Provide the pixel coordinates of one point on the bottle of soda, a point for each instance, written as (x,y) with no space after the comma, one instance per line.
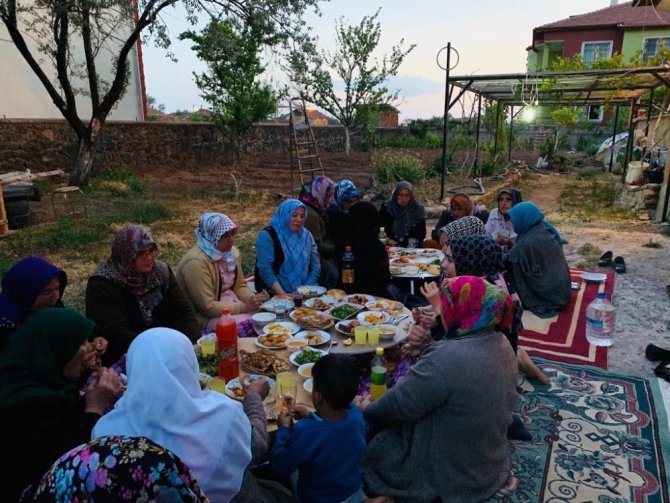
(382,236)
(600,321)
(348,274)
(378,375)
(226,346)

+ + +

[EXERCISE INSTRUCTIONS] Copy the listing exactly. Any image in it stays out of the copy.

[RESPONSE BOX]
Provide the pixel coordinates of one point on the bottle of soda, a point for each instance, written as (x,y) with no space after the comma, one instance per line.
(382,236)
(600,321)
(348,274)
(378,375)
(226,346)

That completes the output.